→ **REQUIRED TASK A**: Gather every line in the entries below that contains the string "piece". Case counts.

→ **DOCUMENT EXCERPT**:
Write a Python application for monitoring the status of all the auctions on Ebay.com about a given type of item.

Let X be the name of the item of interest (i.e., a 'Nokia 3310' smartphone):

At its first run, the program should scrape from ebay using BeautifulSoup4 the information about all the auctions related to X including:

   - title
   - number of bids
   - highest bid
   - description (to be extracted from the extended description available on the page related to that particular auction. Only the first 200 characters will be enough)
   - id
   - seller
   - seller's score
   - scraping date

In [1]:
#importing  all packages that I'll use in this project
import requests
import bs4
import re
import datetime
import time
import pandas as pd

###First of all I wrote an application for scraping the describtion of each auction, because it's contained in another html page.

In [2]:
def scrape_info(url):
  p = requests.get(url)
  page = bs4.BeautifulSoup(p.content,'lxml')
  description = page.find(id="ds_div")
  if description:
    description = re.sub(r'\n\s*\n', '.',page.find(id="ds_div").text.strip())[0:199]
  return description

###The application for scraping all information we need for a single auction:

In [3]:
def scrape_advertisement(url):
  p = requests.get(url)
  page = bs4.BeautifulSoup(p.content,'lxml')

→ **PROVIDED ENTRIES**:
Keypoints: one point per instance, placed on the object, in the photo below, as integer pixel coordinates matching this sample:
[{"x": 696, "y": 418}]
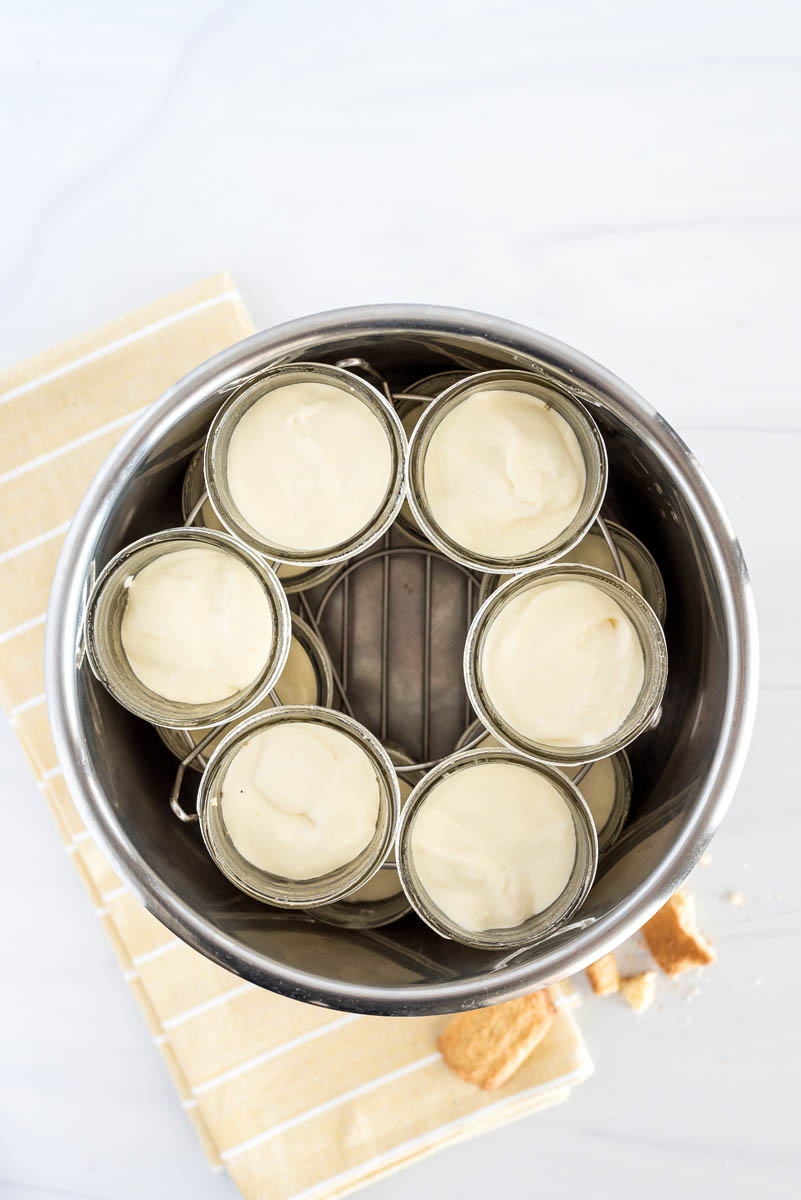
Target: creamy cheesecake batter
[
  {"x": 493, "y": 844},
  {"x": 300, "y": 799},
  {"x": 504, "y": 473},
  {"x": 197, "y": 625},
  {"x": 562, "y": 664},
  {"x": 308, "y": 466},
  {"x": 297, "y": 684}
]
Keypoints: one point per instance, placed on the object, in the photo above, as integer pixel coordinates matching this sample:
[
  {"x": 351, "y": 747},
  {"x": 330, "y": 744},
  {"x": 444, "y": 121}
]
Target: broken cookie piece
[
  {"x": 673, "y": 936},
  {"x": 603, "y": 976},
  {"x": 639, "y": 990},
  {"x": 487, "y": 1045}
]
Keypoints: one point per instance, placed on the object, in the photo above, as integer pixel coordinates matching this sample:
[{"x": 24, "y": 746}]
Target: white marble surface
[{"x": 625, "y": 177}]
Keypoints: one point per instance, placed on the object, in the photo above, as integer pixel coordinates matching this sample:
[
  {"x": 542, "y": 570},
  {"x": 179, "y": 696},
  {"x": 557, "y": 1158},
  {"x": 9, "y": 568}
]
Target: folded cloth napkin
[{"x": 294, "y": 1101}]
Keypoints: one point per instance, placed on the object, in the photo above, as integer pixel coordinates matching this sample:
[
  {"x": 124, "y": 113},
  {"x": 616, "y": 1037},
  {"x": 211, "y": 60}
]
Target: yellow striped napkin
[{"x": 246, "y": 1065}]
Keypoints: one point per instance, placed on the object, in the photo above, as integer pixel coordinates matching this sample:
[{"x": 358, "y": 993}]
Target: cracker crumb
[
  {"x": 603, "y": 976},
  {"x": 673, "y": 936},
  {"x": 487, "y": 1045},
  {"x": 639, "y": 990}
]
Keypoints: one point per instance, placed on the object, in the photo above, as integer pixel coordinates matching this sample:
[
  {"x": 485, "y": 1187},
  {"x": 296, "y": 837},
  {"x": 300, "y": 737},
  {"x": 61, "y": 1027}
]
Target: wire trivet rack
[{"x": 395, "y": 622}]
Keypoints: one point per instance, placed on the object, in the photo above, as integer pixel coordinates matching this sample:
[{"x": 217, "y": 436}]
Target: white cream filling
[
  {"x": 197, "y": 625},
  {"x": 562, "y": 664},
  {"x": 300, "y": 799},
  {"x": 308, "y": 466},
  {"x": 493, "y": 845},
  {"x": 504, "y": 473}
]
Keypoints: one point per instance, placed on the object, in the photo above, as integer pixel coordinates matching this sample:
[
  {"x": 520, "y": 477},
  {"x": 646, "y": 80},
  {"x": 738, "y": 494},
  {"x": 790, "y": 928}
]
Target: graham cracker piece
[
  {"x": 487, "y": 1045},
  {"x": 603, "y": 976},
  {"x": 639, "y": 990},
  {"x": 673, "y": 936}
]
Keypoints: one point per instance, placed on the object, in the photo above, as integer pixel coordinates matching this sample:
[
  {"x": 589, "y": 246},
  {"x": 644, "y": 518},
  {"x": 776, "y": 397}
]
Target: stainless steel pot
[{"x": 685, "y": 769}]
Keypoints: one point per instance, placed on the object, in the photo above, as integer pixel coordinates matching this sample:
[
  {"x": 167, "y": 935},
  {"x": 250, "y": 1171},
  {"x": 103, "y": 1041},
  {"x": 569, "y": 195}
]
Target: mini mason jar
[
  {"x": 381, "y": 900},
  {"x": 410, "y": 406},
  {"x": 649, "y": 634},
  {"x": 103, "y": 631},
  {"x": 279, "y": 889},
  {"x": 542, "y": 923},
  {"x": 302, "y": 640},
  {"x": 612, "y": 774},
  {"x": 293, "y": 579},
  {"x": 216, "y": 463},
  {"x": 555, "y": 399},
  {"x": 638, "y": 563}
]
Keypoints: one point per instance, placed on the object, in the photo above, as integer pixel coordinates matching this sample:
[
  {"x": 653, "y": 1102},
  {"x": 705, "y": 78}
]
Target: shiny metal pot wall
[{"x": 685, "y": 769}]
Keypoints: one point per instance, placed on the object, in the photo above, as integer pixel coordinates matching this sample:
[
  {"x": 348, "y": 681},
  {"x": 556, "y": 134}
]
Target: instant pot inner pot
[{"x": 669, "y": 762}]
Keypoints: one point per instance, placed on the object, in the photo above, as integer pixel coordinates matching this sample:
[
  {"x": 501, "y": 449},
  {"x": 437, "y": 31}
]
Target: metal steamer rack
[{"x": 393, "y": 622}]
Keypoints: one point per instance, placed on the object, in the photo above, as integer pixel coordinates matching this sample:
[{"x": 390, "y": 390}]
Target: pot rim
[{"x": 281, "y": 343}]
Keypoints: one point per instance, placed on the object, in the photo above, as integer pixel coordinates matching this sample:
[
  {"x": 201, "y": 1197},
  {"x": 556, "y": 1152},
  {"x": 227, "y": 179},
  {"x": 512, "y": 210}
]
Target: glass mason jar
[
  {"x": 278, "y": 889},
  {"x": 410, "y": 406},
  {"x": 306, "y": 649},
  {"x": 540, "y": 924},
  {"x": 381, "y": 900},
  {"x": 293, "y": 579},
  {"x": 649, "y": 634},
  {"x": 638, "y": 562},
  {"x": 103, "y": 625},
  {"x": 565, "y": 406},
  {"x": 216, "y": 463},
  {"x": 607, "y": 786}
]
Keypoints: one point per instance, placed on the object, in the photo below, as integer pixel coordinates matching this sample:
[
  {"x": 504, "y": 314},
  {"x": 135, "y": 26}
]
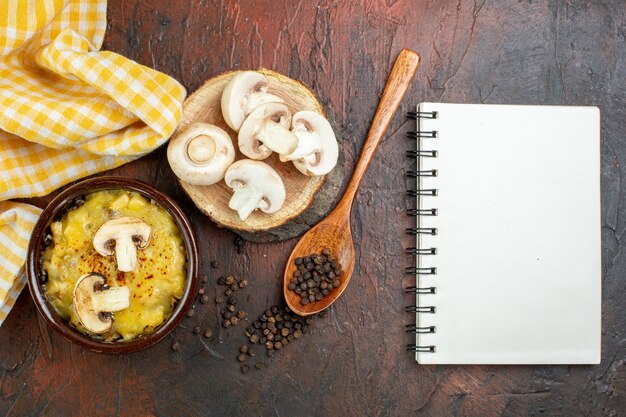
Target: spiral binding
[{"x": 414, "y": 212}]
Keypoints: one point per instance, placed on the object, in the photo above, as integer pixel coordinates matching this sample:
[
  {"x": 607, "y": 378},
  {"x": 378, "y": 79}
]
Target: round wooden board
[{"x": 300, "y": 211}]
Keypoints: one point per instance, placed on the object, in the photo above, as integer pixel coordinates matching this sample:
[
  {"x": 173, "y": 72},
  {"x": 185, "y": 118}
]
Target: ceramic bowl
[{"x": 57, "y": 207}]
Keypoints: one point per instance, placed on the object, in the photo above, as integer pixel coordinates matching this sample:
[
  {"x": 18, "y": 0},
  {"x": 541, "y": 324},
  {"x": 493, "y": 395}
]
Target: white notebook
[{"x": 514, "y": 276}]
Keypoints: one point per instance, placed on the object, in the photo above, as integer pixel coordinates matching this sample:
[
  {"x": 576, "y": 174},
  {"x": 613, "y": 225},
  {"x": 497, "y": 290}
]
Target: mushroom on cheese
[
  {"x": 244, "y": 93},
  {"x": 95, "y": 302},
  {"x": 317, "y": 150},
  {"x": 256, "y": 186},
  {"x": 201, "y": 154},
  {"x": 122, "y": 236},
  {"x": 266, "y": 129}
]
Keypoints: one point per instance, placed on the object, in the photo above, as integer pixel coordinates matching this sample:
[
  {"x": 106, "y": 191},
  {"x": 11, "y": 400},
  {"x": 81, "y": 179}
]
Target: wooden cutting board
[{"x": 308, "y": 200}]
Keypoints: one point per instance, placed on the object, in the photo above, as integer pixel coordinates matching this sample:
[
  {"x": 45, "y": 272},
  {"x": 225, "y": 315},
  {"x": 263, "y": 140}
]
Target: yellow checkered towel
[{"x": 67, "y": 110}]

→ **REQUIRED TASK B**: Please transcribe the entire eBay auction monitoring text above, unchanged.

→ **EXERCISE SOLUTION A**:
Target: broken cookie piece
Target: graham cracker piece

→ **EXERCISE SOLUTION B**:
Write a Python application for monitoring the status of all the auctions on Ebay.com about a given type of item.

Let X be the name of the item of interest (i.e., a 'Nokia 3310' smartphone):

At its first run, the program should scrape from ebay using BeautifulSoup4 the information about all the auctions related to X including:

   - title
   - number of bids
   - highest bid
   - description (to be extracted from the extended description available on the page related to that particular auction. Only the first 200 characters will be enough)
   - id
   - seller
   - seller's score
   - scraping date

In [1]:
#importing  all packages that I'll use in this project
import requests
import bs4
import re
import datetime
import time
import pandas as pd

###First of all I wrote an application for scraping the describtion of each auction, because it's contained in another html page.

In [2]:
def scrape_info(url):
  p = requests.get(url)
  page = bs4.BeautifulSoup(p.content,'lxml')
  description = page.find(id="ds_div")
  if description:
    description = re.sub(r'\n\s*\n', '.',page.find(id="ds_div").text.strip())[0:199]
  return description

###The application for scraping all information we need for a single auction:

In [3]:
def scrape_advertisement(url):
  p = requests.get(url)
  page = bs4.BeautifulSoup(p.content,'lxml')